### Selected passage
☆ ☆ ☆ ☆ ☆ ☆ ☆

Can You Use a Credit Card at an ATM?
Yes — you can use a credit card at an ATM, but it works very differently from using a debit card. What feels like a simple cash withdrawal triggers a separate, more expensive type of transaction that most cardholders don't fully understand until they see the bill.
Here's what's actually happening, what it costs, and why your specific situation determines whether it ever makes sense.
What Happens When You Use a Credit Card at an ATM
When you insert a credit card into an ATM and withdraw cash, you're taking what's called a cash advance — not a standard purchase. Your card issuer essentially lends you physical cash directly, and that loan comes with its own separate set of terms.
This is different from a debit card withdrawal in every meaningful way:
- You're borrowing money, not accessing your own funds
- A cash advance fee is charged immediately (typically a flat amount or percentage of the withdrawal — whichever is higher)
- A higher APR applies specifically to cash advances, separate from your purchase APR
- There is no grace period — interest starts accruing the day you take the cash, not after your statement closes
That last point catches people off guard. With regular purchases, you generally have a grace period — pay your balance in full by the due date and you pay zero interest. Cash advances don't work that way. Interest starts the moment the transaction posts.
How to Actually Do It 💳
To use a credit card at an ATM, your card needs a PIN. Many people don't realize their credit card has one, or they've never set it up. If you haven't, you'll need to contact your card issuer to request or create one before you can withdraw cash.
The process at the machine mirrors a debit transaction: insert card, enter PIN, select "Credit" or "Cash Advance" if prompted, enter your amount, and confirm. The ATM may also charge its own ATM operator fee on top of whatever your card issuer charges — the same surcharge you'd see on a debit withdrawal.
Your available cash advance amount may be lower than your overall credit limit. Issuers typically set a cash advance limit as a sub-limit of your total credit line, and that amount is disclosed in your cardmember agreement.

☆ ☆ ☆ ☆ ☆ ☆ ☆

### Extracted information
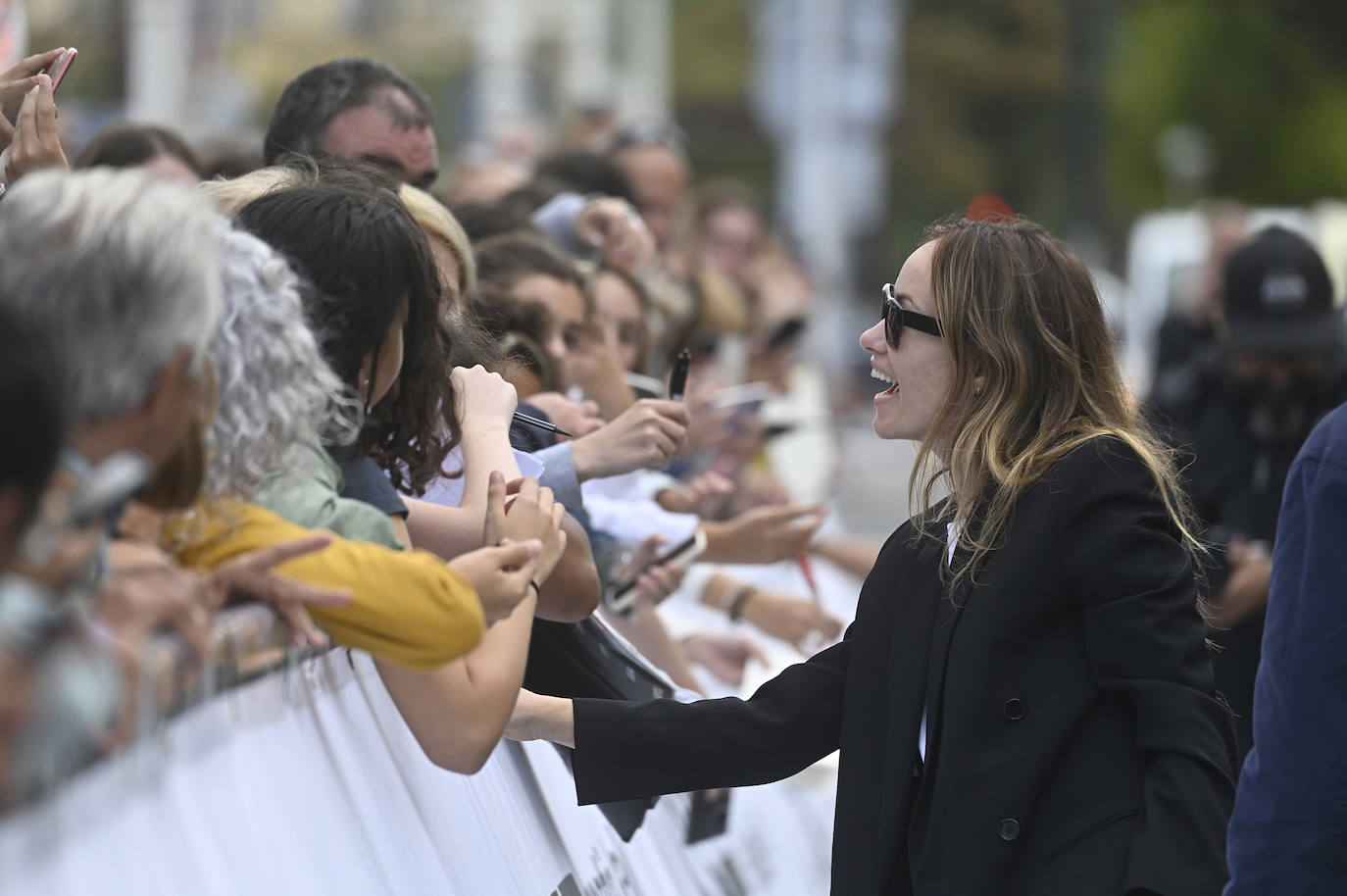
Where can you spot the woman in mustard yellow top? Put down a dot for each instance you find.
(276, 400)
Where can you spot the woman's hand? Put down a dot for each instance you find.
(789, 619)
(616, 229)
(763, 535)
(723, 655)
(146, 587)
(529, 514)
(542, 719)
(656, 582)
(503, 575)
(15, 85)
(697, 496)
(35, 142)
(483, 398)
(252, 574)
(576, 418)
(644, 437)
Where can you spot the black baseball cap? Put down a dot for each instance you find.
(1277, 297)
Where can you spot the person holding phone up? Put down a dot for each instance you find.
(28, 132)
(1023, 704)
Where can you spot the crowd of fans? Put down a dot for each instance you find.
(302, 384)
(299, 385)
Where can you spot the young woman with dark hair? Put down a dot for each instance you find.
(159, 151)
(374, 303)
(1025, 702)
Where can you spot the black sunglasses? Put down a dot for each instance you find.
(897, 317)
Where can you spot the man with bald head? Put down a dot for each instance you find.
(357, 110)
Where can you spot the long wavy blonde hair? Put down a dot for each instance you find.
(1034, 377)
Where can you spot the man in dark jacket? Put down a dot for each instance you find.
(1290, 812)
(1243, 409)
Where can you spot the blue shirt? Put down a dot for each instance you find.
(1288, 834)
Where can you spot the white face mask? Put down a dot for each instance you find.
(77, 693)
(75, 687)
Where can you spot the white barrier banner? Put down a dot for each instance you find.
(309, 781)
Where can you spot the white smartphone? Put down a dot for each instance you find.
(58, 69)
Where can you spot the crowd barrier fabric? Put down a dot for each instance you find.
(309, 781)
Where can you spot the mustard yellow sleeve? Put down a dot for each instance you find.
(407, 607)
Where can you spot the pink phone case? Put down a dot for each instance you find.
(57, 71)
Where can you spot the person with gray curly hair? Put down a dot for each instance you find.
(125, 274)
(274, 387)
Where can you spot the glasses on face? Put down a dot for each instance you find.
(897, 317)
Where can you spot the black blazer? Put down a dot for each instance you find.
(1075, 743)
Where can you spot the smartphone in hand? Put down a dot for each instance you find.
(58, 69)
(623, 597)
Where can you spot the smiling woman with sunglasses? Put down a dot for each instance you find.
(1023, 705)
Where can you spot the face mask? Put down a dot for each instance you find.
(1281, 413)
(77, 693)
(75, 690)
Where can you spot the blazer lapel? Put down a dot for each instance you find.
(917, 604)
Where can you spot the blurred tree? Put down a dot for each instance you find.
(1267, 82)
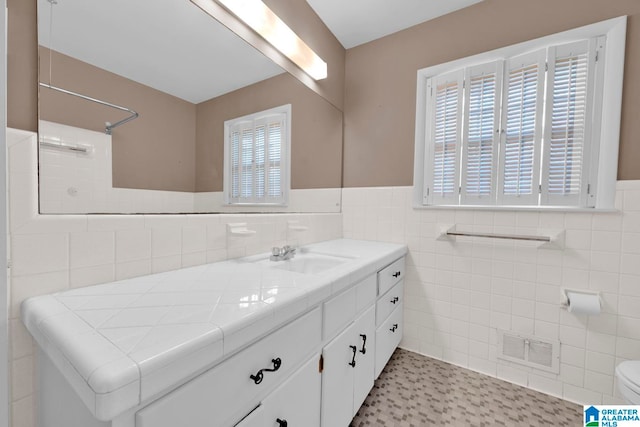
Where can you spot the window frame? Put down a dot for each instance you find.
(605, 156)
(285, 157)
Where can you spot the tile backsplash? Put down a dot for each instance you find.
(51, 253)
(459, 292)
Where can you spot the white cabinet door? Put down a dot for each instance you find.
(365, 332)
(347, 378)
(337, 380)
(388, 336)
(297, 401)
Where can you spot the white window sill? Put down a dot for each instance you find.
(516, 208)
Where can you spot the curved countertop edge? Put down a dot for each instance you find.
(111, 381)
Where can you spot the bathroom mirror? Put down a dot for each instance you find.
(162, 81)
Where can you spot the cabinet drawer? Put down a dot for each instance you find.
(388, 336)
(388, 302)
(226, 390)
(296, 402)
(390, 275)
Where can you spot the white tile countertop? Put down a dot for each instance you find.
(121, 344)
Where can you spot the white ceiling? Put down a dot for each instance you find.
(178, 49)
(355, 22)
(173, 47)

☆ ☆ ☆ ☆ ☆ ☆ ☆

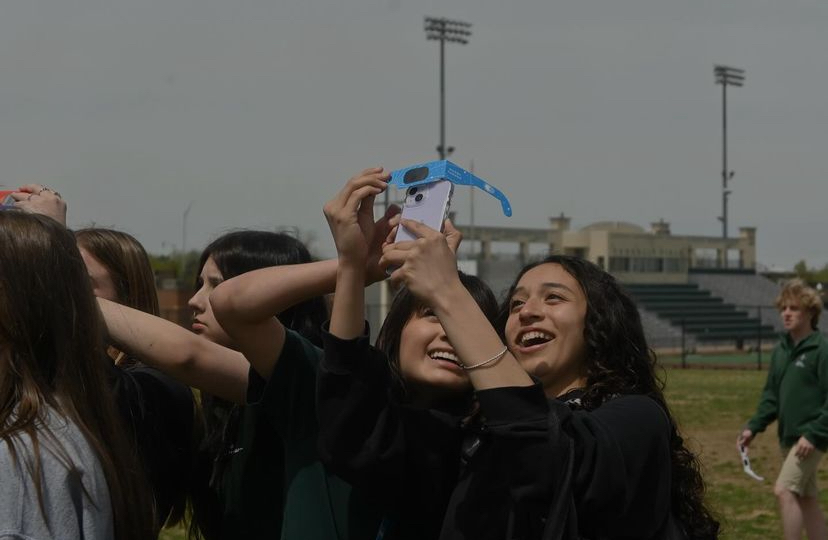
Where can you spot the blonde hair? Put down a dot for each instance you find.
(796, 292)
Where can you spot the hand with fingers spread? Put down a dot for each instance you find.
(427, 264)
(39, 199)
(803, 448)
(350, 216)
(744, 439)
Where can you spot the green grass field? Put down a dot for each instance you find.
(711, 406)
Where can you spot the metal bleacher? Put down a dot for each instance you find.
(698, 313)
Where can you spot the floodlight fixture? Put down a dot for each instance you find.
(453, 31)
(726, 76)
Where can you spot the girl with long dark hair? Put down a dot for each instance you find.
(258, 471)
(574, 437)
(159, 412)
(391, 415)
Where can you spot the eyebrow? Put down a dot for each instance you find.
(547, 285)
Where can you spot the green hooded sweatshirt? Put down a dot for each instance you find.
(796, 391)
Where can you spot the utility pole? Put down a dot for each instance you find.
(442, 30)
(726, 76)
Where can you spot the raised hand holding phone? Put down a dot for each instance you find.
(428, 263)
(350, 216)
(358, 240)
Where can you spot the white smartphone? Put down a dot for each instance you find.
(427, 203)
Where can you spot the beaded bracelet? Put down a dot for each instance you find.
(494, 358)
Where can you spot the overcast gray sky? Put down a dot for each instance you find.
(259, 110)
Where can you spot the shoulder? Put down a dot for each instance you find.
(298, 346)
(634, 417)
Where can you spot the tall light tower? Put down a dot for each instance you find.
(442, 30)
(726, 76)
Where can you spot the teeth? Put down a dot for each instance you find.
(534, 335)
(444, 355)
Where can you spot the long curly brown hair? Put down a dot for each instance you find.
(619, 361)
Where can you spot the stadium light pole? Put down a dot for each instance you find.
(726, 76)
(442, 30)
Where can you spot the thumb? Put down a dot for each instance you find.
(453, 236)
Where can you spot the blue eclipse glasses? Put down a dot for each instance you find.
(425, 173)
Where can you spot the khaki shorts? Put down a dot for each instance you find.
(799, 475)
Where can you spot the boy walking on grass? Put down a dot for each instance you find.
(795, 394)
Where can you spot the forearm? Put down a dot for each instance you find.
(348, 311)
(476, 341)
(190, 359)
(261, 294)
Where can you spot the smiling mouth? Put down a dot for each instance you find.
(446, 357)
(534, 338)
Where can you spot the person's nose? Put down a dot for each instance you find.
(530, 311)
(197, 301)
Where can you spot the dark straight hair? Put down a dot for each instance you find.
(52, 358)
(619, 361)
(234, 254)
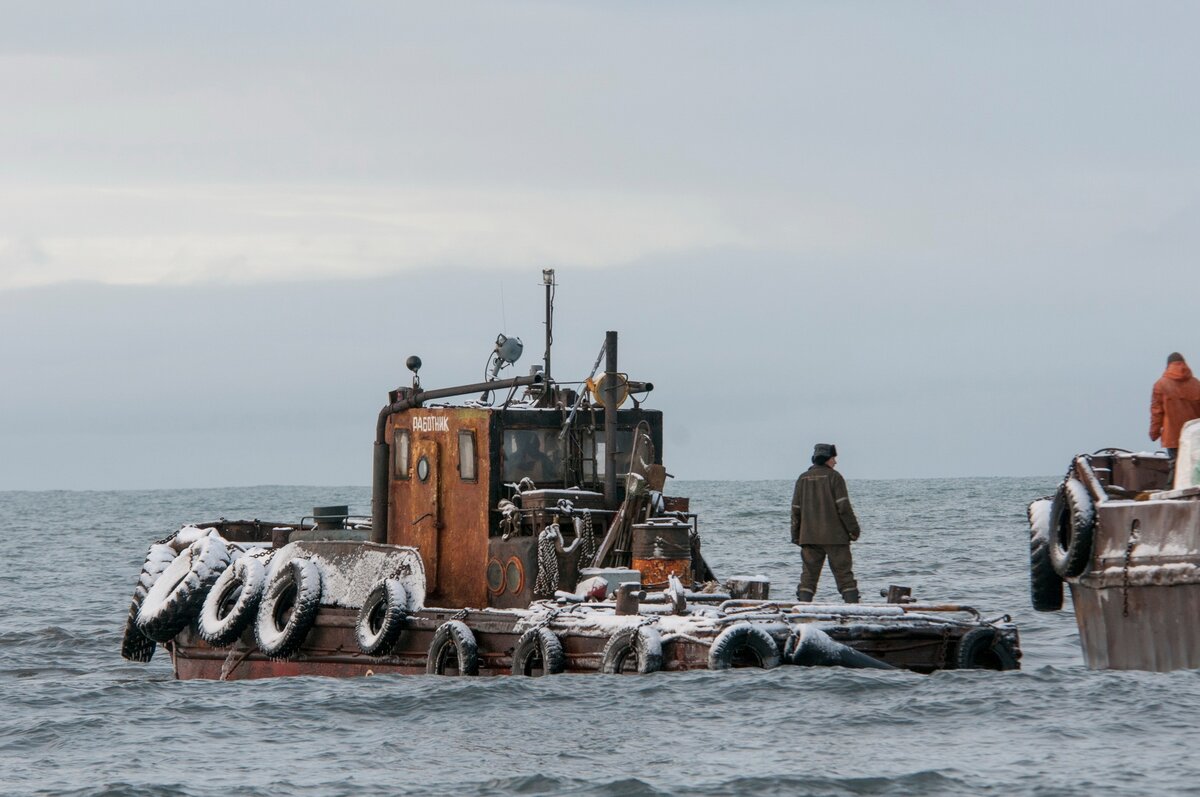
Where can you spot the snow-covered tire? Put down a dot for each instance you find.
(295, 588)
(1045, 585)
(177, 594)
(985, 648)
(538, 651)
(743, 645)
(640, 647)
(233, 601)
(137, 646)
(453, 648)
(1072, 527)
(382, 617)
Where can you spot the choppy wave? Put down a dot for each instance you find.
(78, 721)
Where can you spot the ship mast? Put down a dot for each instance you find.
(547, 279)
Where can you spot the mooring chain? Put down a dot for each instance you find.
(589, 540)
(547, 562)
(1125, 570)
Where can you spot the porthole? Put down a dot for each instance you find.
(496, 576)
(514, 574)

☆ ☆ ☆ ☆ ☆ ☆ ☆

### Exercises
1/ Reproduce the stretch of the credit card ATM text from "How to Actually" through "can withdraw cash.", swapping "PIN" for "personal identification number".
2/ State whether each statement agrees with the credit card ATM text, answering yes or no and quoting the deciding words: (a) Interest on a cash advance begins only after the statement closes. (b) The amount available as a cash advance may be lower than the overall credit limit. (c) An ATM may charge its own fee in addition to the card issuer's charges.
The items are separate material from the text on credit card ATM use.

### Exercise answers
1/
How to Actually Do It 💳
To use a credit card at an ATM, your card needs a personal identification number. Many people don't realize their credit card has one, or they've never set it up. If you haven't, you'll need to contact your card issuer to request or create one before you can withdraw cash.

2/
(a) No: "interest starts accruing the day you take the cash, not after your statement closes"
(b) Yes: "Your available cash advance amount may be lower than your overall credit limit."
(c) Yes: "The ATM may also charge its own ATM operator fee on top of whatever your card issuer charges"